#### [Goal of the exercise]
Pick out each line in the entries below that contains the word "bench" and copy those lines.

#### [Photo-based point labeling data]
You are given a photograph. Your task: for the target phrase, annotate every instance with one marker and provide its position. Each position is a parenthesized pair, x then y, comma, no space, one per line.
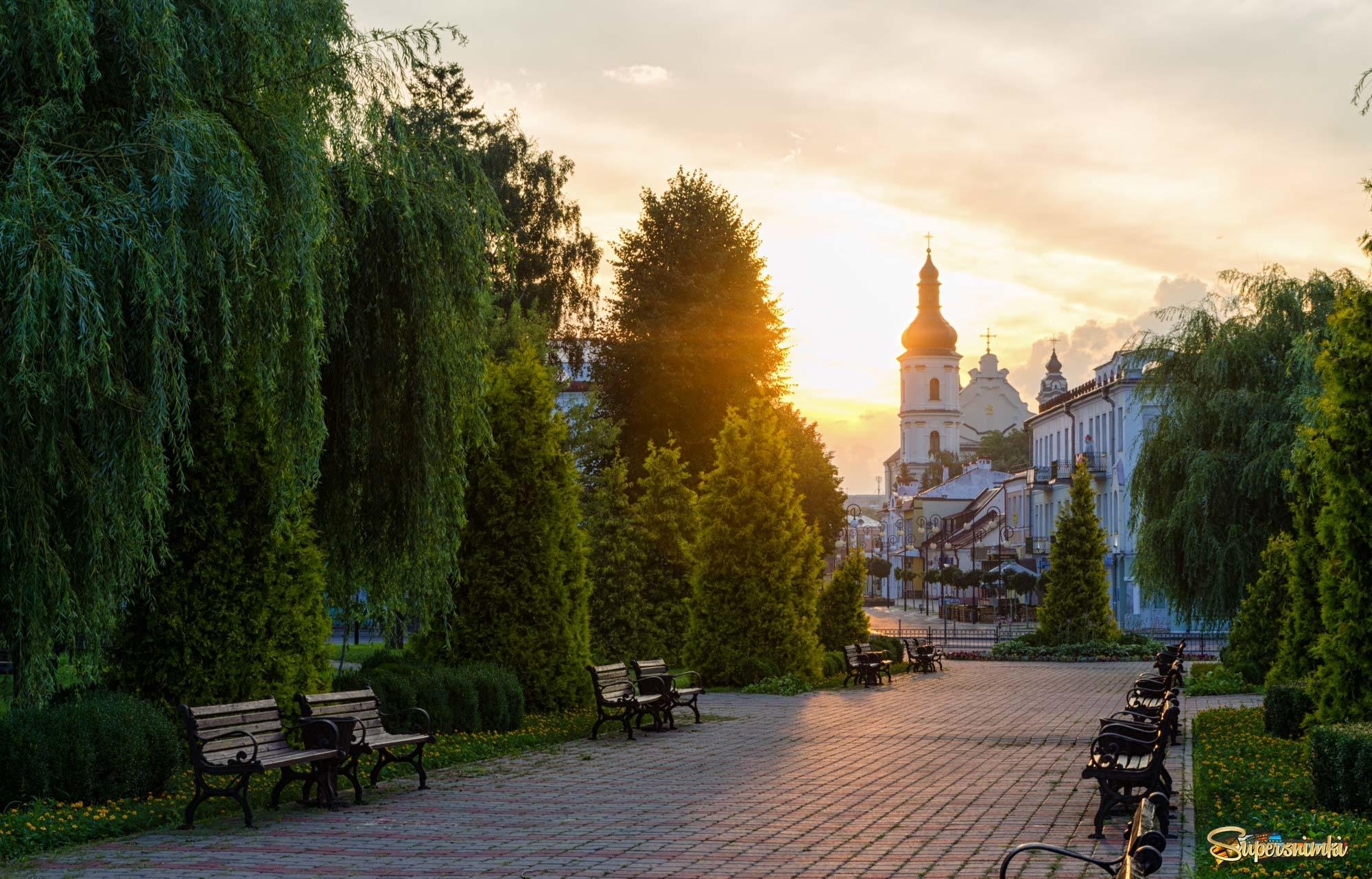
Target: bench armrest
(429,724)
(239,758)
(1042,846)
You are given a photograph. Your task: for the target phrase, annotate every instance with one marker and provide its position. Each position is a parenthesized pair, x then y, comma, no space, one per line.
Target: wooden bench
(242,739)
(1128,765)
(619,699)
(654,677)
(882,657)
(370,735)
(860,665)
(923,657)
(1144,845)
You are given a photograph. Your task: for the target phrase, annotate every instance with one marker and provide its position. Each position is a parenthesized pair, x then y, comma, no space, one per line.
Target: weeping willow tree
(1233,382)
(169,223)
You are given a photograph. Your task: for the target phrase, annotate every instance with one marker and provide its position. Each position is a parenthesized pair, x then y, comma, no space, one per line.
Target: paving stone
(934,777)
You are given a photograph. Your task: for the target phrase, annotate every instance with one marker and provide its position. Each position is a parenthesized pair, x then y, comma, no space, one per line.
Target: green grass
(45,825)
(1245,777)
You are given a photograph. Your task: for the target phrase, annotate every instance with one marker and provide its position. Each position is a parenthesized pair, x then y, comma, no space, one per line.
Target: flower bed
(47,824)
(1245,777)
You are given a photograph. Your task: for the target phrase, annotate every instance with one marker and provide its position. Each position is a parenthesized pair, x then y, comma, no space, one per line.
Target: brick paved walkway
(936,776)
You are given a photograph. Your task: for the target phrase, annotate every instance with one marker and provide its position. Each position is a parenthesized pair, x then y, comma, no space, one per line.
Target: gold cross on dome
(989,337)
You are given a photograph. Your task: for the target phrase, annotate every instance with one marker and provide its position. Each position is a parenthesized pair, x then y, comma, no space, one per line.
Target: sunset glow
(1076,167)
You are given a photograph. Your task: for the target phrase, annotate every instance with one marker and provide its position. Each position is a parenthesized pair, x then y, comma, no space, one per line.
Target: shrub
(833,662)
(783,685)
(1285,709)
(474,696)
(1212,679)
(99,746)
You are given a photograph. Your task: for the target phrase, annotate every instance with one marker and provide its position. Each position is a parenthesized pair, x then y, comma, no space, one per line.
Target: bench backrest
(611,681)
(360,703)
(261,717)
(644,668)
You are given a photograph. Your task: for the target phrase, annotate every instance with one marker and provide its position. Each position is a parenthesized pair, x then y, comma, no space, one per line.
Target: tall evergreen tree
(817,478)
(1301,617)
(238,610)
(695,327)
(1231,382)
(1257,626)
(1343,444)
(521,598)
(168,226)
(667,524)
(758,562)
(842,616)
(1076,603)
(615,570)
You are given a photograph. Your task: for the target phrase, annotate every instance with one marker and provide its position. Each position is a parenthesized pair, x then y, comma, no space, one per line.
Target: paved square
(935,776)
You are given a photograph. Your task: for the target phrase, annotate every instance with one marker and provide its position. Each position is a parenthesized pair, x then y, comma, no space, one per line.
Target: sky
(1078,164)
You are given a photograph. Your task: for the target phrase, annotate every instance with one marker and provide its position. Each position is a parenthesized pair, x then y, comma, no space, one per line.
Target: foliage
(1259,625)
(817,477)
(783,685)
(842,616)
(1010,451)
(833,662)
(238,610)
(1301,616)
(615,570)
(1343,445)
(1263,783)
(50,824)
(403,381)
(1341,766)
(471,696)
(554,271)
(758,563)
(522,596)
(1285,709)
(667,524)
(169,226)
(99,746)
(1230,381)
(1076,602)
(695,327)
(1021,648)
(1212,679)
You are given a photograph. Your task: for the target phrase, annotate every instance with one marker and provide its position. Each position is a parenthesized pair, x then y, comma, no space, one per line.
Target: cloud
(1094,342)
(640,75)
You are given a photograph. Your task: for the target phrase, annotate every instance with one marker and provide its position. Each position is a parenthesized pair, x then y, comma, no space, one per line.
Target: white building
(1101,421)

#### [Expected answer]
Target: bench armrest
Target: wooden bench
Target: bench backrest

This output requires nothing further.